Go to the line containing "Point to the weeds in foreground." in the records below and retype from there through the final line, exactly.

Segment Start: Supplied information

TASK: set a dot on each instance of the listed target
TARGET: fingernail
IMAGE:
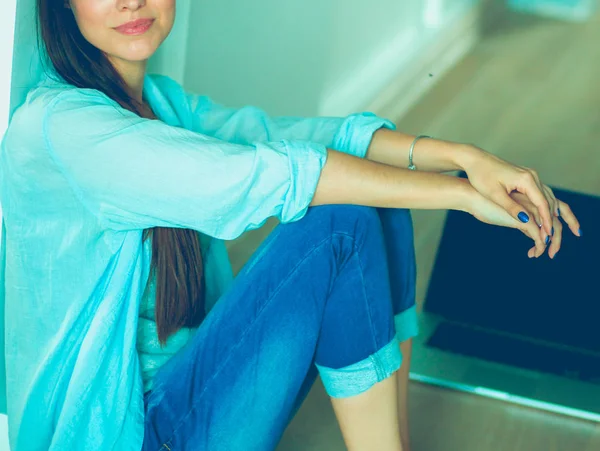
(523, 217)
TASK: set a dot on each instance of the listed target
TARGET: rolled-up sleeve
(135, 173)
(249, 124)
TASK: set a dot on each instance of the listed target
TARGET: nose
(131, 5)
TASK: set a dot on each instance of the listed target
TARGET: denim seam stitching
(267, 303)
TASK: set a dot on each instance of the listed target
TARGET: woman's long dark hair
(176, 254)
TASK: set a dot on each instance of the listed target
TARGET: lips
(136, 27)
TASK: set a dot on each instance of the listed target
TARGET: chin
(138, 53)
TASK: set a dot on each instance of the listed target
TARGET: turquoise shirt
(81, 179)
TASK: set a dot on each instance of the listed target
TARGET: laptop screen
(482, 277)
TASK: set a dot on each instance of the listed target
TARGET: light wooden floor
(530, 92)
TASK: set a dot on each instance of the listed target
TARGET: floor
(528, 92)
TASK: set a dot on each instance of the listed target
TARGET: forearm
(350, 180)
(432, 155)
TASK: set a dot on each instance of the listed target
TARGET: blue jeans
(319, 296)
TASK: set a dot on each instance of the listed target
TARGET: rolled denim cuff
(407, 324)
(359, 377)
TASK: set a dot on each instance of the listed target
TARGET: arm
(391, 148)
(134, 173)
(350, 180)
(351, 134)
(249, 125)
(363, 135)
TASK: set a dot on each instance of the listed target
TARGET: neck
(133, 74)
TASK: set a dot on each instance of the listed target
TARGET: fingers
(556, 239)
(567, 215)
(529, 186)
(551, 200)
(532, 230)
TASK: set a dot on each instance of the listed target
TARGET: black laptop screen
(482, 277)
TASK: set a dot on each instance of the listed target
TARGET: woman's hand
(497, 179)
(489, 212)
(557, 227)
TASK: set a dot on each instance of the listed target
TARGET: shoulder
(49, 99)
(176, 95)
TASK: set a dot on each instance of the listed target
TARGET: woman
(117, 190)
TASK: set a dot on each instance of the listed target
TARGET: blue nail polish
(523, 217)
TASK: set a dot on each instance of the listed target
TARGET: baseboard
(394, 80)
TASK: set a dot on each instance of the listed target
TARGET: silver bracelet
(411, 165)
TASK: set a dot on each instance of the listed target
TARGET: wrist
(465, 195)
(464, 156)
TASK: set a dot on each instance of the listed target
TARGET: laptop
(498, 324)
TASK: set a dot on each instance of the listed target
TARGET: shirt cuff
(356, 132)
(306, 161)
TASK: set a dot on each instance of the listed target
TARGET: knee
(347, 219)
(397, 223)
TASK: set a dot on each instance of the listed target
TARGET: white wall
(303, 57)
(7, 22)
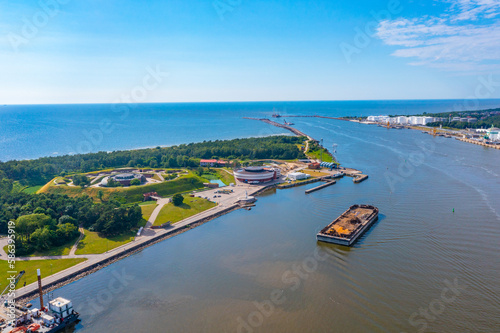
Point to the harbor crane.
(15, 282)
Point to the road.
(224, 202)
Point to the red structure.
(147, 196)
(314, 166)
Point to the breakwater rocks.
(479, 143)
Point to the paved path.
(148, 235)
(154, 214)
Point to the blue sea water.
(32, 131)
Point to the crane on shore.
(15, 282)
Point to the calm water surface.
(395, 279)
(68, 129)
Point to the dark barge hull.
(322, 236)
(66, 323)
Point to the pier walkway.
(149, 237)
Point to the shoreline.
(81, 270)
(92, 265)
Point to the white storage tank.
(61, 306)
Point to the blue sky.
(67, 51)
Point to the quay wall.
(84, 271)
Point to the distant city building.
(298, 176)
(402, 120)
(255, 175)
(494, 134)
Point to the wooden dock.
(317, 188)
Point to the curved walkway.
(149, 235)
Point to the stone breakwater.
(84, 271)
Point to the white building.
(402, 120)
(494, 134)
(378, 119)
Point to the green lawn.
(226, 177)
(147, 210)
(32, 189)
(190, 207)
(62, 250)
(316, 154)
(93, 243)
(47, 268)
(132, 194)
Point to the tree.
(81, 180)
(65, 219)
(177, 199)
(135, 182)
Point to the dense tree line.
(47, 220)
(39, 171)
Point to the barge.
(349, 226)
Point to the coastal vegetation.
(48, 221)
(191, 206)
(132, 194)
(40, 171)
(50, 198)
(96, 243)
(317, 152)
(148, 209)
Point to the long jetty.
(291, 129)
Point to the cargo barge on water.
(349, 226)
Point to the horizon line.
(270, 101)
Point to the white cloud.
(466, 38)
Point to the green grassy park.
(132, 194)
(147, 209)
(93, 243)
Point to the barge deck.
(349, 226)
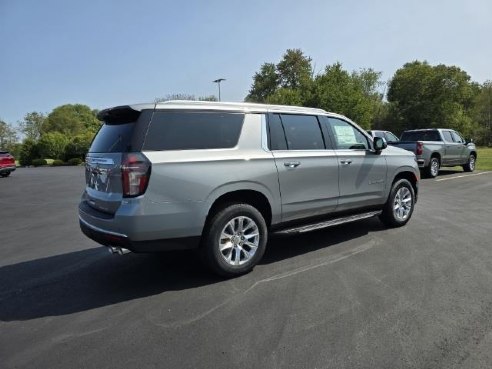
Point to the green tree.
(78, 146)
(294, 70)
(432, 96)
(32, 124)
(28, 152)
(288, 82)
(291, 82)
(353, 94)
(8, 136)
(71, 120)
(52, 145)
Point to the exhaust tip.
(118, 250)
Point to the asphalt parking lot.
(354, 296)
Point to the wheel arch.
(411, 177)
(251, 197)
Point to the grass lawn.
(484, 158)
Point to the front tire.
(234, 240)
(470, 166)
(400, 205)
(432, 169)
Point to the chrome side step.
(328, 223)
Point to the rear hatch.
(6, 160)
(119, 137)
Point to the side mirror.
(379, 144)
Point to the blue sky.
(105, 53)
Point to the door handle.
(292, 164)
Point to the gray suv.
(221, 177)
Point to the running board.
(328, 223)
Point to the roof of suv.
(214, 105)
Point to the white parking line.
(463, 176)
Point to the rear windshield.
(421, 136)
(113, 138)
(193, 130)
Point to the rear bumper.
(7, 169)
(101, 228)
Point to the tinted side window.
(302, 132)
(277, 135)
(457, 137)
(420, 136)
(184, 130)
(113, 138)
(447, 136)
(390, 137)
(347, 136)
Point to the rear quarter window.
(182, 130)
(113, 138)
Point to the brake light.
(135, 174)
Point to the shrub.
(58, 163)
(75, 161)
(39, 162)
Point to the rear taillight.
(135, 174)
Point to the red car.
(7, 163)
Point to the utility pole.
(218, 83)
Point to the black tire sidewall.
(467, 167)
(210, 249)
(388, 215)
(429, 169)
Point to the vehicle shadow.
(449, 171)
(89, 279)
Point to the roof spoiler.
(118, 115)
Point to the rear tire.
(432, 169)
(400, 205)
(470, 166)
(234, 240)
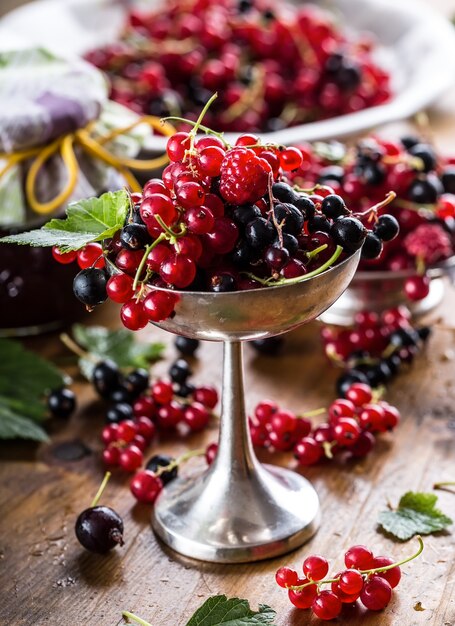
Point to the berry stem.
(101, 488)
(293, 281)
(148, 249)
(367, 572)
(76, 349)
(179, 460)
(127, 616)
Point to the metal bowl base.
(271, 512)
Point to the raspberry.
(244, 176)
(429, 242)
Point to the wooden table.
(47, 579)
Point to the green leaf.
(119, 345)
(24, 379)
(94, 219)
(13, 426)
(416, 515)
(221, 611)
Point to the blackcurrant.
(372, 247)
(333, 206)
(99, 529)
(137, 381)
(119, 412)
(61, 402)
(162, 460)
(426, 154)
(186, 346)
(89, 286)
(349, 233)
(387, 227)
(106, 377)
(179, 371)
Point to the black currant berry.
(387, 227)
(448, 179)
(290, 218)
(119, 412)
(99, 529)
(333, 206)
(283, 192)
(137, 381)
(349, 233)
(179, 371)
(89, 286)
(134, 236)
(270, 346)
(222, 282)
(259, 233)
(186, 346)
(61, 402)
(106, 377)
(426, 154)
(372, 247)
(162, 460)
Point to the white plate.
(417, 46)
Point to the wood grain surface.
(47, 579)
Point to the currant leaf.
(94, 219)
(416, 515)
(120, 346)
(223, 611)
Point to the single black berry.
(89, 286)
(106, 377)
(99, 529)
(119, 412)
(333, 206)
(349, 233)
(179, 371)
(162, 460)
(387, 227)
(372, 247)
(61, 402)
(186, 346)
(137, 381)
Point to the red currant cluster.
(424, 182)
(366, 577)
(275, 65)
(352, 425)
(374, 350)
(147, 484)
(165, 406)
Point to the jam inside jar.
(36, 294)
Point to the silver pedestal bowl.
(239, 510)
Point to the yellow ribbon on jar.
(95, 147)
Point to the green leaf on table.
(24, 380)
(416, 515)
(223, 611)
(93, 219)
(120, 346)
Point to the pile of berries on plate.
(275, 65)
(424, 182)
(224, 219)
(351, 430)
(375, 349)
(139, 414)
(368, 578)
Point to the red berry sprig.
(367, 578)
(353, 423)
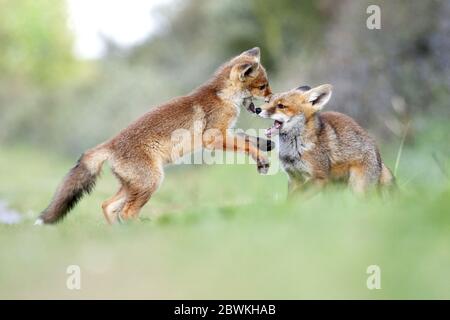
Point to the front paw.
(263, 166)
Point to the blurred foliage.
(384, 78)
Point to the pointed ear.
(319, 96)
(246, 70)
(255, 53)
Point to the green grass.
(224, 232)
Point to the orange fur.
(320, 147)
(138, 153)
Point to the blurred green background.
(224, 231)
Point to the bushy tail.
(79, 181)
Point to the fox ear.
(319, 96)
(255, 53)
(303, 88)
(246, 70)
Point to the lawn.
(223, 231)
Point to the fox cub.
(316, 147)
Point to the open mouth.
(277, 125)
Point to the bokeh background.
(223, 231)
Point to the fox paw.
(263, 166)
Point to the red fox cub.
(138, 154)
(316, 147)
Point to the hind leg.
(113, 206)
(139, 192)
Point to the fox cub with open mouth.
(316, 147)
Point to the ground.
(223, 231)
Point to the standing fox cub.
(316, 147)
(139, 152)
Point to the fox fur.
(138, 154)
(317, 147)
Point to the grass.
(222, 232)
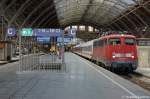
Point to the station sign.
(27, 32)
(11, 32)
(48, 32)
(72, 32)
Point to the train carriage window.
(114, 41)
(130, 41)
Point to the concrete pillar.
(86, 28)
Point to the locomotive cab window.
(130, 41)
(114, 41)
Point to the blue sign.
(43, 40)
(66, 39)
(72, 32)
(11, 32)
(48, 32)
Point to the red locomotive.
(115, 51)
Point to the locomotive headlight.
(128, 55)
(132, 56)
(113, 56)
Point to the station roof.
(115, 14)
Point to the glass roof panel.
(101, 10)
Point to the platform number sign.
(27, 32)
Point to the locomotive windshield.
(130, 41)
(114, 41)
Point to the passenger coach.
(114, 51)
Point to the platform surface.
(81, 80)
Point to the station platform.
(81, 80)
(144, 71)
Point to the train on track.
(114, 52)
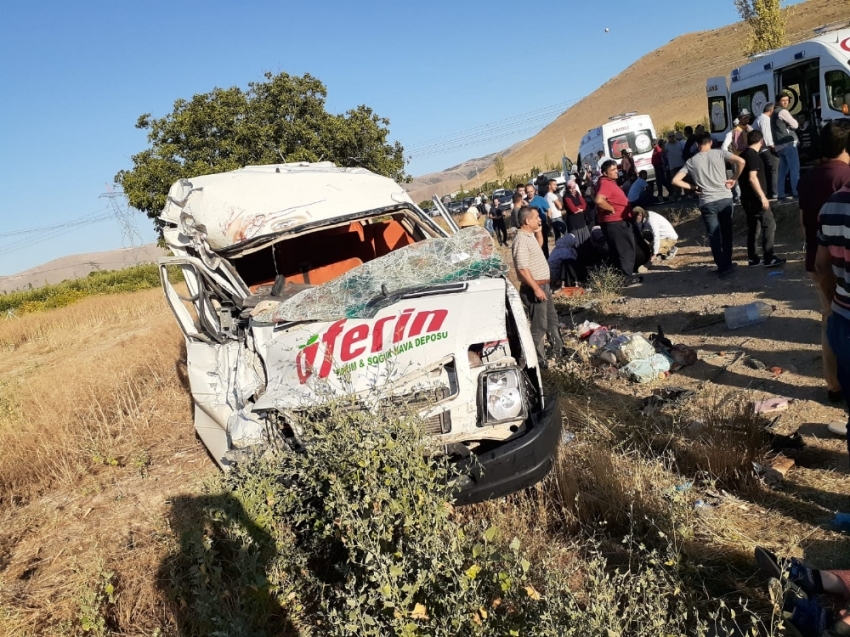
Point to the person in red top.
(815, 187)
(614, 212)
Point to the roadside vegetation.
(51, 296)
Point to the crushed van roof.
(234, 207)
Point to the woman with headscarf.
(614, 215)
(574, 208)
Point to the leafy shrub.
(357, 536)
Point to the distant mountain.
(79, 265)
(450, 179)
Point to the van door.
(206, 304)
(801, 83)
(719, 120)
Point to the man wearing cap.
(768, 152)
(708, 170)
(784, 127)
(533, 271)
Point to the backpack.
(782, 133)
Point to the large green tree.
(767, 22)
(281, 119)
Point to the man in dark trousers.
(756, 206)
(534, 290)
(708, 170)
(815, 188)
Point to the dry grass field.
(101, 467)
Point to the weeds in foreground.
(608, 282)
(357, 536)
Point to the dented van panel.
(358, 295)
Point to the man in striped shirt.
(533, 272)
(832, 262)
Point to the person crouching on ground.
(640, 193)
(534, 290)
(661, 232)
(755, 203)
(613, 215)
(708, 170)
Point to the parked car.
(505, 198)
(305, 282)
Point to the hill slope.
(668, 83)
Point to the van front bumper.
(518, 463)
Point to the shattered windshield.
(467, 255)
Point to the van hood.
(411, 346)
(227, 209)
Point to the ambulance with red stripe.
(815, 74)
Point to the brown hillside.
(668, 83)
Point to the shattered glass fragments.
(467, 255)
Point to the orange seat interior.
(320, 257)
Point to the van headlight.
(503, 396)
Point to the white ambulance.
(814, 73)
(628, 130)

Segment End: Supplied information

* Reply
Point to the weeds in foreground.
(608, 282)
(357, 536)
Point to the dented van panel.
(358, 295)
Point to the man in striped shirt.
(533, 272)
(832, 262)
Point to the person crouching on ground.
(640, 193)
(534, 290)
(661, 232)
(755, 203)
(613, 215)
(708, 170)
Point to the parked car.
(505, 198)
(305, 282)
Point to the hill slope.
(668, 83)
Point to the van front bumper.
(518, 463)
Point to the shattered windshield.
(467, 255)
Point to the van hood.
(411, 346)
(227, 209)
Point to the ambulance with red stripe.
(815, 74)
Point to the brown hillside.
(668, 83)
Point to the shattered glass fragments.
(467, 255)
Point to the orange seat interior.
(320, 257)
Point to the van headlight.
(503, 396)
Point to the white ambulance.
(814, 73)
(628, 130)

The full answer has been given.